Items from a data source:
--- START ---

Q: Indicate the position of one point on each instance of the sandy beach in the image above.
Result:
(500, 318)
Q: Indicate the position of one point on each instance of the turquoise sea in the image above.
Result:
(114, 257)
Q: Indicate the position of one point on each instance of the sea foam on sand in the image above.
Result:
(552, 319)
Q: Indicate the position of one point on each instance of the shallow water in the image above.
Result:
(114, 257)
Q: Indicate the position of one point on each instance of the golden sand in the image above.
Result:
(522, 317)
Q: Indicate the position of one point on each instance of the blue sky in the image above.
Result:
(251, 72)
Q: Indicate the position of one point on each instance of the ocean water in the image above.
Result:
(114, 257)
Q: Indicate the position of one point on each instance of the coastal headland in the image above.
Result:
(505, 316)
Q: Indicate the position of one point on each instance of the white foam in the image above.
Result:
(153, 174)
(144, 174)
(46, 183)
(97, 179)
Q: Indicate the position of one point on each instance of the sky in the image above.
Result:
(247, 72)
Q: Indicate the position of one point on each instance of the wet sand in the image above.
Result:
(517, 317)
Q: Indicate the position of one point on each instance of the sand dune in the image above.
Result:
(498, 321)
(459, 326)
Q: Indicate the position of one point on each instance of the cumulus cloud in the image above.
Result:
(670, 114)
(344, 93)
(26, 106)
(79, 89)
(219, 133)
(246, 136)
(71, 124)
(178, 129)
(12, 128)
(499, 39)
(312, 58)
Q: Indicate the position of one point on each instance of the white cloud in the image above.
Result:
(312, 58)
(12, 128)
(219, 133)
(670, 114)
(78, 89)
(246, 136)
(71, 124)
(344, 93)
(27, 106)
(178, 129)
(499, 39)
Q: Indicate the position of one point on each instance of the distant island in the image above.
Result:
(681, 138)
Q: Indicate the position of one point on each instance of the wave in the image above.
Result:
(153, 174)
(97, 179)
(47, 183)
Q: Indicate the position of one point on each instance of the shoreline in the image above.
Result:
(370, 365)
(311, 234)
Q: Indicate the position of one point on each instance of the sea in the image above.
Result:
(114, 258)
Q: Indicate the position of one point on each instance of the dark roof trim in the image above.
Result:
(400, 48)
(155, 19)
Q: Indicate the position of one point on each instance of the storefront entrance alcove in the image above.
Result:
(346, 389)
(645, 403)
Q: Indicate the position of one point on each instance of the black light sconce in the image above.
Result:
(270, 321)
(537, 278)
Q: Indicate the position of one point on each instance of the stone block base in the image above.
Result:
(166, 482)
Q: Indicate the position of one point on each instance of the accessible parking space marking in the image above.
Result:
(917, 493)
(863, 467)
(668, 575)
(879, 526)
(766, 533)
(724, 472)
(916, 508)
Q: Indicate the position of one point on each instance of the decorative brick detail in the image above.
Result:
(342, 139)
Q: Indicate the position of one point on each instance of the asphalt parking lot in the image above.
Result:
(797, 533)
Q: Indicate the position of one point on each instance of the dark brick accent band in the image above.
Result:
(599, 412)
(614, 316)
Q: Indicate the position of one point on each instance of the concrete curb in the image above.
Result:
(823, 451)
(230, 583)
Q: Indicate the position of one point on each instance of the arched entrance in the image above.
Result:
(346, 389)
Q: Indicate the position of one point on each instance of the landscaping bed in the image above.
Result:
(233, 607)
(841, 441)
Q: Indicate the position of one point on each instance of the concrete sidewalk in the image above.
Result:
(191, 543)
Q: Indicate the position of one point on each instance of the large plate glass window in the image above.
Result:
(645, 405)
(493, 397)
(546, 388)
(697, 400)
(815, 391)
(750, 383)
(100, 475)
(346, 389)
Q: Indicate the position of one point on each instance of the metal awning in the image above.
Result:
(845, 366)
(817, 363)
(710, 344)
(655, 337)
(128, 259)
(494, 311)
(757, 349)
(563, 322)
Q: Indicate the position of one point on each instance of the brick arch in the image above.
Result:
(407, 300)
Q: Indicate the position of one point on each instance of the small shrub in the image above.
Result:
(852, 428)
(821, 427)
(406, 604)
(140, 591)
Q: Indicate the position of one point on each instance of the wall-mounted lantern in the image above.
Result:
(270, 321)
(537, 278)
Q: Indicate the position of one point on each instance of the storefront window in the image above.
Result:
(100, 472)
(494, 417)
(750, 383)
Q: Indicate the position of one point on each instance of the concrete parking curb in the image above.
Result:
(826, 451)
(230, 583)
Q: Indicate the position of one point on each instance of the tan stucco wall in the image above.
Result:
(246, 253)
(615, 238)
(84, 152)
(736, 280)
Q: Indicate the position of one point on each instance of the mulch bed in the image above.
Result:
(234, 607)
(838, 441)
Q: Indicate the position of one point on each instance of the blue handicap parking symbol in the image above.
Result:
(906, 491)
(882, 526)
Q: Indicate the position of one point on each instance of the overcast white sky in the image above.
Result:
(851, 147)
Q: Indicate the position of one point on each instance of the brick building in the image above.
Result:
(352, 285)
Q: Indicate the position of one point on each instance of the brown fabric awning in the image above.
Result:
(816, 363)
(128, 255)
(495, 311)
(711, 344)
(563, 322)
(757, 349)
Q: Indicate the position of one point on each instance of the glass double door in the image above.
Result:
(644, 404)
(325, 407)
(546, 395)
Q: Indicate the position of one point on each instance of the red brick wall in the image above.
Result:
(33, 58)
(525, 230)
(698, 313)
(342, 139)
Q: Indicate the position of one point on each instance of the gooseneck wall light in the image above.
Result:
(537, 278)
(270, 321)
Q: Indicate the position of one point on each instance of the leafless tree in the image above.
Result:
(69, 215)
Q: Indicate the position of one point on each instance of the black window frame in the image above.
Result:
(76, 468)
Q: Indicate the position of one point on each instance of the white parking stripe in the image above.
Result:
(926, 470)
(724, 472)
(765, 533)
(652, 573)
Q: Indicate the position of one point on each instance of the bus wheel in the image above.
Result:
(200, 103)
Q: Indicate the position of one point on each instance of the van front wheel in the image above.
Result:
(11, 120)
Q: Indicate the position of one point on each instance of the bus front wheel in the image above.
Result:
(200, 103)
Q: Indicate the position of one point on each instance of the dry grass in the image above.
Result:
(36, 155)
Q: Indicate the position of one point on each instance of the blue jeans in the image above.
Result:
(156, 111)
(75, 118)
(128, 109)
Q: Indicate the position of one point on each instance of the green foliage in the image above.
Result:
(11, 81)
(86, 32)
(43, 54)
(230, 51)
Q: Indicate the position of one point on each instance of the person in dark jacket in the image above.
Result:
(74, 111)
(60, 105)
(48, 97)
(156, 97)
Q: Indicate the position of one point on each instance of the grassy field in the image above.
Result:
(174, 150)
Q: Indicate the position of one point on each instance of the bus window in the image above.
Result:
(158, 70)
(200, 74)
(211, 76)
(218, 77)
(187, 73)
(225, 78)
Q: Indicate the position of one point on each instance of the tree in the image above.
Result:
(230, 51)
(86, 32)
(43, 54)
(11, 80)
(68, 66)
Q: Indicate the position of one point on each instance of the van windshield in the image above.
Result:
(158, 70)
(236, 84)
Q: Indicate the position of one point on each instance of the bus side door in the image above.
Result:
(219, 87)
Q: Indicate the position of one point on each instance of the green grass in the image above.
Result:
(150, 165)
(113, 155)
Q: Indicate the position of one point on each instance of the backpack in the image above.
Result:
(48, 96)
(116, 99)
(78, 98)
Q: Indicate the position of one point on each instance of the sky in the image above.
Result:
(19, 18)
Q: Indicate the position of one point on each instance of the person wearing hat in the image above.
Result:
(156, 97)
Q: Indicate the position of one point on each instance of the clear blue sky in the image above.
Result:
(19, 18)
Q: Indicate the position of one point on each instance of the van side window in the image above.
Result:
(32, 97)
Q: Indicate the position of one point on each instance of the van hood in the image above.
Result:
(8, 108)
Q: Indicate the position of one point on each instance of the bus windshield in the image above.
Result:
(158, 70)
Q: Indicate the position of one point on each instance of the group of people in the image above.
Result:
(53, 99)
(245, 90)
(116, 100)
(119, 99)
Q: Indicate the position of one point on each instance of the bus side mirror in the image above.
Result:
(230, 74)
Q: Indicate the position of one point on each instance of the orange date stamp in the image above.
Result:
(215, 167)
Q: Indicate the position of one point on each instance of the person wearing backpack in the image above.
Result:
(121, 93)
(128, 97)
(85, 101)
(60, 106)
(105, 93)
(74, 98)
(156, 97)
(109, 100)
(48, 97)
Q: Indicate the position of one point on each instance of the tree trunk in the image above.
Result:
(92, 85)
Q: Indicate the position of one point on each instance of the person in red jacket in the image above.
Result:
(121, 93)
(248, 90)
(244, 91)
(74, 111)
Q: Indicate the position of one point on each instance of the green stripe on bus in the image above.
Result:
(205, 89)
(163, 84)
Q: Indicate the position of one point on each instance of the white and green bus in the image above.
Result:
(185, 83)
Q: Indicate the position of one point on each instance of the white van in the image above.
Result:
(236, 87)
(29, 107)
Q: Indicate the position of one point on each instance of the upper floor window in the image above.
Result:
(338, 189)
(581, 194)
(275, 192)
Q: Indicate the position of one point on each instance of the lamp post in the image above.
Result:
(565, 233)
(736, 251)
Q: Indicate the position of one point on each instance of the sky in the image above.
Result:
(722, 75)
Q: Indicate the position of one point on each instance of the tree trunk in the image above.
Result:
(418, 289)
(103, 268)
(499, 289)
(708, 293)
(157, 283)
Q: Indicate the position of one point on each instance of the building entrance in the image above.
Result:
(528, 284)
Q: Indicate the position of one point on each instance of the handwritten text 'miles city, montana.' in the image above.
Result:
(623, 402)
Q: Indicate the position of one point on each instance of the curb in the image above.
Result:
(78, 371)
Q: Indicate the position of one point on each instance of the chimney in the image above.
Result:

--- END ---

▶ Task instructions
Return every line of the records in which the word "green" is found.

▶ Exercise solution
Q: Indicate the position of one point on each instance of the green foliage in the image above.
Q: Indicate the position of one point on each instance of the green grass in the image above.
Q: Indicate the position of one point on each instance of the green stripe on bus in the image above.
Q: Indicate the position of one point on each instance of the white and green bus in the image above.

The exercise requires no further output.